___ EXTRACTED INFORMATION

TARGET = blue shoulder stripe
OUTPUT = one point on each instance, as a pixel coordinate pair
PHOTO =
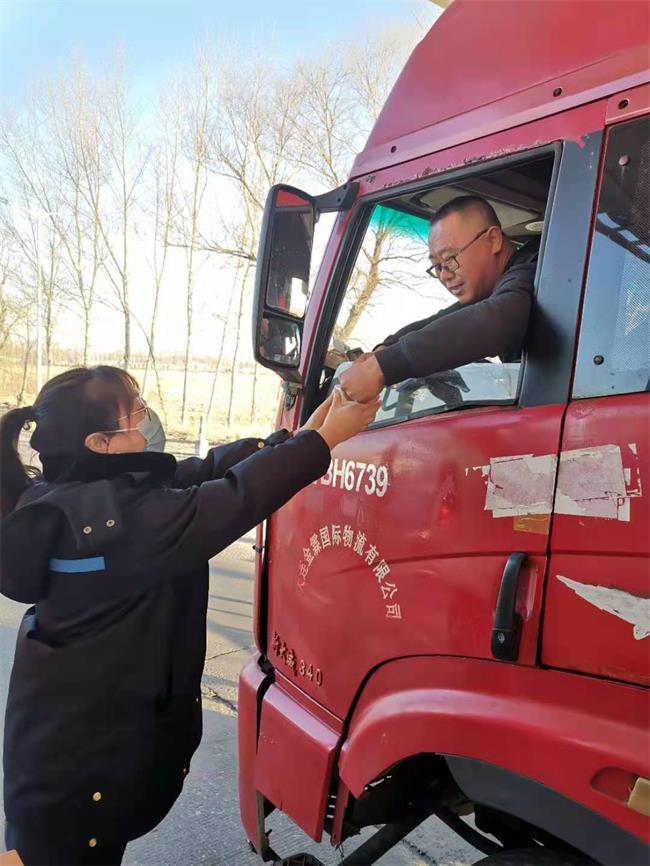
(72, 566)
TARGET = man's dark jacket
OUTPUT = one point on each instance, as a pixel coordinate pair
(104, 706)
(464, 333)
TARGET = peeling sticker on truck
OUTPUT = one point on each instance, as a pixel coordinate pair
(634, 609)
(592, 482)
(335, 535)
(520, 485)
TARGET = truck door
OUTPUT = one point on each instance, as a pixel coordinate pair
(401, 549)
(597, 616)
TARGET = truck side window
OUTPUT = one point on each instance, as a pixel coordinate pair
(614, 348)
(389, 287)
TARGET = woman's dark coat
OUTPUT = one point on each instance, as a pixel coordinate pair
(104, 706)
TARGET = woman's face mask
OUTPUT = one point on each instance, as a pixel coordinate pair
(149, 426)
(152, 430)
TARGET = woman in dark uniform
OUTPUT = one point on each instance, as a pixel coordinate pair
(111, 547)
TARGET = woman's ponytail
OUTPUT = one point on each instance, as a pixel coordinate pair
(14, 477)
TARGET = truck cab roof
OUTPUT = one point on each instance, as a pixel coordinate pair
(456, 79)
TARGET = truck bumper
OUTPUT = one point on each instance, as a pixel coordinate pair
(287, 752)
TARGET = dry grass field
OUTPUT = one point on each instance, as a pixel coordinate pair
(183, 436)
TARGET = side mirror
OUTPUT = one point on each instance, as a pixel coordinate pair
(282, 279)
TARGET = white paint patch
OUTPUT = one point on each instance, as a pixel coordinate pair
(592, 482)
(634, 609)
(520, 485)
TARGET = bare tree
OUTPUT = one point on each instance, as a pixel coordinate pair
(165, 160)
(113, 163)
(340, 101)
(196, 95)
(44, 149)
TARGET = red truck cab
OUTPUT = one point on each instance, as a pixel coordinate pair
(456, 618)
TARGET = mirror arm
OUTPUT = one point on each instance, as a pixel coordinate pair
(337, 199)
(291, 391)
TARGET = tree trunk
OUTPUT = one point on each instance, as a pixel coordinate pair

______

* WHAT NEEDS TO BE DONE
Rewrite the part of the data that opens with the line containing "TARGET = tree trunk" and closes at the end of the data, substituting "every instance" for "each instance" and leaving everything else unchanged.

* TASK SOLUTION
TARGET = tree trunk
OUTPUT = one point on every instance, as a pixel coordinate pair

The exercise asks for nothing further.